#### Exercise aim
Reproduce the whole listing, character for character.
┏━━
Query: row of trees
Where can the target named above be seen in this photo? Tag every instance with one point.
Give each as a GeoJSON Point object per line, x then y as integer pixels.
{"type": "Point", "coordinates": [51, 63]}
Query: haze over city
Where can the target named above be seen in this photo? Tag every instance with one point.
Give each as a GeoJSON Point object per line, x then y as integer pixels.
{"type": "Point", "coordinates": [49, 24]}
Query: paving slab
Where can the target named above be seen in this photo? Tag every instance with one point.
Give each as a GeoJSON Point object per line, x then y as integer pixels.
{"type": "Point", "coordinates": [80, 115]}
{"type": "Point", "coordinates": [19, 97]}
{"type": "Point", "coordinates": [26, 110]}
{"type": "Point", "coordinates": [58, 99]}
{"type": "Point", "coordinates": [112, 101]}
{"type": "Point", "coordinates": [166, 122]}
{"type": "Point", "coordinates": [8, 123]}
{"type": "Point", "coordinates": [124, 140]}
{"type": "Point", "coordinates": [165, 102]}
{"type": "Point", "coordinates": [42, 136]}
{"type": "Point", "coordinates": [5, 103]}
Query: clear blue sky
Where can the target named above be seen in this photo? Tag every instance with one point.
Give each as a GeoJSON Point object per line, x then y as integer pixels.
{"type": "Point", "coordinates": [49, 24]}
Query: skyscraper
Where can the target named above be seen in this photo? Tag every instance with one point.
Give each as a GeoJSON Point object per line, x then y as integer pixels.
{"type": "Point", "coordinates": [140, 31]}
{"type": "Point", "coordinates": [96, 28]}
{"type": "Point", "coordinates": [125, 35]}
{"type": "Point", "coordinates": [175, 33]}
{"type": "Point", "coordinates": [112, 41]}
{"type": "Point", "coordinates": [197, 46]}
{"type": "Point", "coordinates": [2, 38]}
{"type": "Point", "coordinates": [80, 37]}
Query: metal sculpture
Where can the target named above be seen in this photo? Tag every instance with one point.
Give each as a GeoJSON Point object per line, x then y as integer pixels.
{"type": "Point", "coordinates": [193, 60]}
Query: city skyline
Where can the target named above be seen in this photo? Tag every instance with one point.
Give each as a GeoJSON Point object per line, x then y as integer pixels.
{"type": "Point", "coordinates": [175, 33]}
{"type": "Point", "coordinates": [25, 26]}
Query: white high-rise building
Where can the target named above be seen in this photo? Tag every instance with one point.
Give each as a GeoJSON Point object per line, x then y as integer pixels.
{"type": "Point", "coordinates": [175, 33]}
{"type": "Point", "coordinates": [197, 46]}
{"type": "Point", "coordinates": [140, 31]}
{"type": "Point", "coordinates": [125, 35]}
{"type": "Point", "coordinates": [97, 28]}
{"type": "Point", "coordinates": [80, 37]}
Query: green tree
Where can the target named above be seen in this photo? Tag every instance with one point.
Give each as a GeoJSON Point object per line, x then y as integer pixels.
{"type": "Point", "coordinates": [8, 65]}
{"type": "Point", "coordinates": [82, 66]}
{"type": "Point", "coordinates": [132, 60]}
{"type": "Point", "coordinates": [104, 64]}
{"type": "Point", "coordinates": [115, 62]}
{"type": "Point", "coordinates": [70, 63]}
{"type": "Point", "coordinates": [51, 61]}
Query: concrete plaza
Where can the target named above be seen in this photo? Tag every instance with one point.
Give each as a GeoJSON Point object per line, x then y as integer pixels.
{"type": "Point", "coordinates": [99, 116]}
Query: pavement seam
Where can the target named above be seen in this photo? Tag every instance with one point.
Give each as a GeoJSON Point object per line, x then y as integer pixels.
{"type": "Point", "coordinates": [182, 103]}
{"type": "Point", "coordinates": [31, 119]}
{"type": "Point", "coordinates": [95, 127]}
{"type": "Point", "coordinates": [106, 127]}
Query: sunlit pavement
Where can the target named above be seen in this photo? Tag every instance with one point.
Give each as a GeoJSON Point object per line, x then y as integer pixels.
┗━━
#### Output for this exercise
Query: row of trees
Where can the target named above be seen in this photo? Tag every instance with one point.
Give each as a GeoJSON Point object per line, x then y as integer pixels.
{"type": "Point", "coordinates": [51, 63]}
Query: haze over city
Where can the target named above be seen in this photo? Tag every instance with one point.
Give each as a GeoJSON Point object per line, x then y as integer pixels.
{"type": "Point", "coordinates": [49, 24]}
Query: paving slab
Where can the target named above be seen in this photo? Tag every instance with one point.
Give each as a GeoJSON Point object per line, x then y as integer pixels.
{"type": "Point", "coordinates": [80, 115]}
{"type": "Point", "coordinates": [19, 97]}
{"type": "Point", "coordinates": [26, 110]}
{"type": "Point", "coordinates": [58, 99]}
{"type": "Point", "coordinates": [112, 101]}
{"type": "Point", "coordinates": [166, 122]}
{"type": "Point", "coordinates": [8, 123]}
{"type": "Point", "coordinates": [124, 140]}
{"type": "Point", "coordinates": [165, 102]}
{"type": "Point", "coordinates": [42, 136]}
{"type": "Point", "coordinates": [5, 103]}
Query: clear blue sky
Where can the target named above be seen in this photo? Tag every instance with one point.
Give each as a GeoJSON Point object per line, x then y as integer pixels.
{"type": "Point", "coordinates": [49, 24]}
Query: skyscraper
Where can the target named above be seen in this photo? Tag every instance with one point.
Give each as a GeoJSON Point object per line, x then y as integer pixels.
{"type": "Point", "coordinates": [140, 31]}
{"type": "Point", "coordinates": [96, 28]}
{"type": "Point", "coordinates": [125, 35]}
{"type": "Point", "coordinates": [175, 33]}
{"type": "Point", "coordinates": [112, 41]}
{"type": "Point", "coordinates": [197, 46]}
{"type": "Point", "coordinates": [2, 38]}
{"type": "Point", "coordinates": [80, 37]}
Query: metal sculpture
Where can the target named above be seen in this photo? Tag every instance with one point.
Give each as a GeoJSON Point object per line, x then y as integer pixels.
{"type": "Point", "coordinates": [193, 60]}
Query: city skyline
Where can the target named above be seen in this photo? Tag every instance with one point.
Give each as a GeoJSON Point object per line, x then y as integer pixels.
{"type": "Point", "coordinates": [175, 33]}
{"type": "Point", "coordinates": [25, 26]}
Query: white high-rise building
Where can the target named above be seen in this photo? Tag every instance with one point.
Give each as a GeoJSON Point object per line, x then y as integer pixels.
{"type": "Point", "coordinates": [175, 33]}
{"type": "Point", "coordinates": [197, 46]}
{"type": "Point", "coordinates": [140, 31]}
{"type": "Point", "coordinates": [125, 35]}
{"type": "Point", "coordinates": [97, 28]}
{"type": "Point", "coordinates": [80, 37]}
Query: green tree
Where can the target named above be seen in this photo? Tag every instance with one point.
Give each as a GeoJSON Point object per line, x then y as integer pixels.
{"type": "Point", "coordinates": [8, 65]}
{"type": "Point", "coordinates": [82, 66]}
{"type": "Point", "coordinates": [132, 60]}
{"type": "Point", "coordinates": [104, 64]}
{"type": "Point", "coordinates": [115, 62]}
{"type": "Point", "coordinates": [70, 63]}
{"type": "Point", "coordinates": [51, 61]}
Query: concrete plaza
Where can the target named above be seen in this photo? Tag every instance with one point.
Give each as a GeoJSON Point object per line, x then y as integer pixels.
{"type": "Point", "coordinates": [99, 116]}
Query: pavement seam
Where can the target named above be seen in this photo? Tag every instance with one point.
Give each as a GeoJSON Point object per line, x then y as integer pixels.
{"type": "Point", "coordinates": [182, 103]}
{"type": "Point", "coordinates": [31, 119]}
{"type": "Point", "coordinates": [95, 127]}
{"type": "Point", "coordinates": [106, 127]}
Query: sunlit pavement
Where can the target named above be seen in this photo? Tag every instance with one point.
Give each as a GeoJSON Point object per line, x then y as integer pixels.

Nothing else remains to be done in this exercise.